§ Set exercise
Exact reproduction of the data is required, with images excluded.

BEGIN Task data

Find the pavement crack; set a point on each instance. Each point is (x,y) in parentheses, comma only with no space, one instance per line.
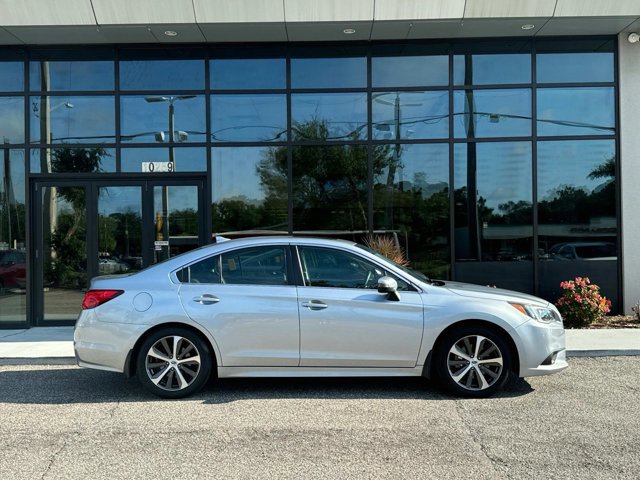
(53,458)
(498,464)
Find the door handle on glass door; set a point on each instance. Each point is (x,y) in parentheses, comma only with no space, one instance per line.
(206,299)
(315,305)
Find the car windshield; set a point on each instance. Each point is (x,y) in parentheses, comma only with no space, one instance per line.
(414,273)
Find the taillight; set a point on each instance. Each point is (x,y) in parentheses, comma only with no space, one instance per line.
(93,298)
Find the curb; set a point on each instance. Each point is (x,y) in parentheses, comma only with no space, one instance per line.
(38,361)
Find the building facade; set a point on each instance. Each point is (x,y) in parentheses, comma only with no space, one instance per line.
(494,141)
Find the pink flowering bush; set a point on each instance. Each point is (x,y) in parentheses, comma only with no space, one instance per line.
(581,303)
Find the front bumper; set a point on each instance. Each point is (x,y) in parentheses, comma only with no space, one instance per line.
(101,345)
(542,350)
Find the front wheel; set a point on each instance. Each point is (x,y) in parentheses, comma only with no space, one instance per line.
(173,363)
(473,361)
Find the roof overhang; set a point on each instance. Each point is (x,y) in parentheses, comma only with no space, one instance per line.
(35,22)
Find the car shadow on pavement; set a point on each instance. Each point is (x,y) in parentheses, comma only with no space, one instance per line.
(66,385)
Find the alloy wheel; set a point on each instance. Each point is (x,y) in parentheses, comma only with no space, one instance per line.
(475,363)
(173,363)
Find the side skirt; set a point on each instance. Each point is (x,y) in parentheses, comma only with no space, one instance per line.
(230,372)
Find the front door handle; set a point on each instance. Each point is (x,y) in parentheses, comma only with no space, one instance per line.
(206,299)
(315,305)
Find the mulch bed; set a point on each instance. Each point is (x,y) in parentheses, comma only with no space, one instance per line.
(617,321)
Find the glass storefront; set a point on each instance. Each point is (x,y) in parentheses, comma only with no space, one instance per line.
(489,162)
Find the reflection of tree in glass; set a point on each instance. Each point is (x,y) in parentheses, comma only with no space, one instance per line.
(330,181)
(574,204)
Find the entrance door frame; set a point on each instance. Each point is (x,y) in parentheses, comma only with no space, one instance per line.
(35,299)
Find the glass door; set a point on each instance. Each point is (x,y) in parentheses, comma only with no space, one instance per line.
(61,256)
(105,227)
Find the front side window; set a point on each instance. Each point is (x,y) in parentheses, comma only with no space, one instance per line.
(326,267)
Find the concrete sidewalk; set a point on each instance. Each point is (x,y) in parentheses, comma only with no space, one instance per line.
(54,345)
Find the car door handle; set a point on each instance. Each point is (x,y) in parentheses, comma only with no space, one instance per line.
(315,305)
(206,299)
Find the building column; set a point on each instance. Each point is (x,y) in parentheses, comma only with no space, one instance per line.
(629,91)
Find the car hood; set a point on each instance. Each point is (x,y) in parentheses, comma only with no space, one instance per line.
(489,293)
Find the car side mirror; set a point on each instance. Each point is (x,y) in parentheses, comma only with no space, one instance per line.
(389,286)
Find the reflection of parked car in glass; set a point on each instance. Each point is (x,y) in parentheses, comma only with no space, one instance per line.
(13,268)
(586,251)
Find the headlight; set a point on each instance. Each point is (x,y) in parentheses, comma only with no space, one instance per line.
(541,314)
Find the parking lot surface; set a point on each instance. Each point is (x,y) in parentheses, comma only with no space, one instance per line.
(65,422)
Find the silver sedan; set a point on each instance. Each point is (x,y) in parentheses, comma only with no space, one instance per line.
(306,307)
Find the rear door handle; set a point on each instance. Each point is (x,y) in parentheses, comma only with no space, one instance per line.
(206,299)
(315,305)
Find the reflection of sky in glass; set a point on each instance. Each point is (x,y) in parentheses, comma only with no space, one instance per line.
(243,118)
(77,119)
(119,200)
(344,113)
(12,119)
(503,171)
(499,113)
(422,115)
(329,72)
(248,73)
(187,159)
(569,162)
(422,167)
(494,69)
(181,197)
(141,120)
(73,76)
(234,173)
(575,111)
(11,76)
(574,67)
(162,75)
(16,162)
(410,71)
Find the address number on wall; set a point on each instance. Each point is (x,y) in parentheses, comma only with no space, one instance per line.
(157,167)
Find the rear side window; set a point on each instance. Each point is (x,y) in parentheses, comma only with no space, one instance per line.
(255,266)
(204,271)
(247,266)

END Task data

§ Response for this exercise
Find the pavement crack; set a point on each instance. Each point is (x,y) in parentheses, comma only with no space, one instance per line.
(53,458)
(498,464)
Find the door handle on glass door; set a point on each instance. Each point is (x,y) in parentheses, comma only with no space, one instance per line.
(206,299)
(315,305)
Find the car windshield; set a point on each instance. Each point is (x,y) in parentheses, comma only with no space, one instance per line.
(414,273)
Find the taillight; set a point on each instance. Each point is (x,y) in parentheses, comma only with no space, one instance per line.
(93,298)
Find the curb; set a point on each instance. Each point is (x,y) in parentheses, comma only with no space, one instance per line.
(38,361)
Find the building facade; set a point on each instance. Each point is (x,y) in parentheses, comma only with no space, one instance per line.
(494,141)
Find the pink flowering bush; set a point on each instance. Each point is (x,y) in parentheses, comma only with no space, one instance per line.
(581,303)
Find the front bumper; set a point on each instance. Each point is (x,y) in parentheses, comma only with no space, one instance per line.
(101,345)
(542,350)
Find the front wheel; set a point on each instance. Each point is (x,y) in parentheses, comma only with no space, one instance per line.
(173,363)
(473,361)
Find the roof overhang; set a point on each instance. Each point is (x,y) in parentheses, comma only with no space, one instance per line.
(35,22)
Find the car shadow on pavement; set a point on each instance. Each point is (x,y) in parentheses, comma only with no space, one instance per line.
(66,385)
Find the alloy wheel; set a point on each instance. Each point is (x,y) in parentheses, comma only with no space, one instance per line.
(475,363)
(173,363)
Find the side skirt; set a point on each instance. Each point is (x,y) in parentheses, comma only with no space, one instance per line.
(230,372)
Find the front door handle; set a point on each instance. Each point is (x,y) in parentheses, comma only with no space, one instance per line.
(206,299)
(315,305)
Find the mulch bed; set a point on each instance. Each point is (x,y) in parentheses, comma only with no space, one instance per line.
(617,321)
Find the glass storefront; set a point on each instance. Each point is (x,y) in parentheses, comma only with no space, one instance per line.
(489,162)
Find the reflection of tree in glass; set a point on each instance. Each point is (x,y) in parentheses, comma only with no space, one instance per line.
(330,181)
(574,204)
Find the entrance door frame; set a point on each instance. Each point is (x,y) in parentheses, comma only with no space, one instance per line.
(35,299)
Find the glass door; set a point on each instance. Each point is (x,y) in parentheses, comma only with no space, one instance per line.
(61,256)
(105,227)
Find the front side window; set a point on each instance. Each point is (x,y) in parentheses, comma only with no space, one instance per line.
(326,267)
Find the concrete sidewalk; set a point on each instance. Each point is (x,y) in parentheses, comma only with no space, one instance per line.
(54,345)
Find the car door handle; set a point on each instance. Each point is (x,y) in parentheses, comma only with no space, one instance per line.
(315,305)
(206,299)
Find the building column; set a point on each instance. Each point is (x,y) in parentheses, comma only with no space, one instance per line.
(629,91)
Find the car hood; set a point on each instance. Each point is (x,y) in parentheses, comma only with no space, one instance per line.
(489,293)
Find the car side mirror; set a point on each instance. Each point is (x,y) in parentheses, comma only with no space, one instance per line.
(389,286)
Find the reflection of parked car in glass; set a point on each instance. Each point is (x,y) in parentheses, comma only with no space, one instance per line.
(13,268)
(586,251)
Find the headlight; set a point on each instance. Each point is (x,y) in parentheses, comma only with no space, one instance per line.
(541,314)
Find the parking lot surface; set a point on each instance. Each point is (x,y) in parentheses, comma only with no space, one instance per line.
(65,422)
Find the silver sedan; set a point on each instance. Each point is (x,y) in parentheses, comma only with no space, one instance per line.
(306,307)
Find the rear door handle; set a point on each instance. Each point is (x,y) in parentheses, comma only with no space, one instance per line.
(206,299)
(315,305)
Find the reflection of sky in glass; set a point on each instance. Each point is (x,y) in parentheses, comma only with no space, one instance per line.
(243,118)
(77,119)
(119,200)
(344,113)
(12,119)
(503,171)
(499,113)
(422,115)
(329,72)
(248,73)
(187,159)
(569,162)
(422,167)
(494,69)
(181,197)
(141,120)
(73,76)
(234,173)
(575,111)
(11,76)
(574,67)
(162,75)
(16,162)
(410,71)
Find the address number on wall; set a point on each instance. Each point is (x,y) in parentheses, comma only with no space, one instance per line.
(157,167)
Find the rear side window; set a point on each instance. Each point is (x,y) in parentheses, comma only with no space, one instance per line.
(255,266)
(204,271)
(247,266)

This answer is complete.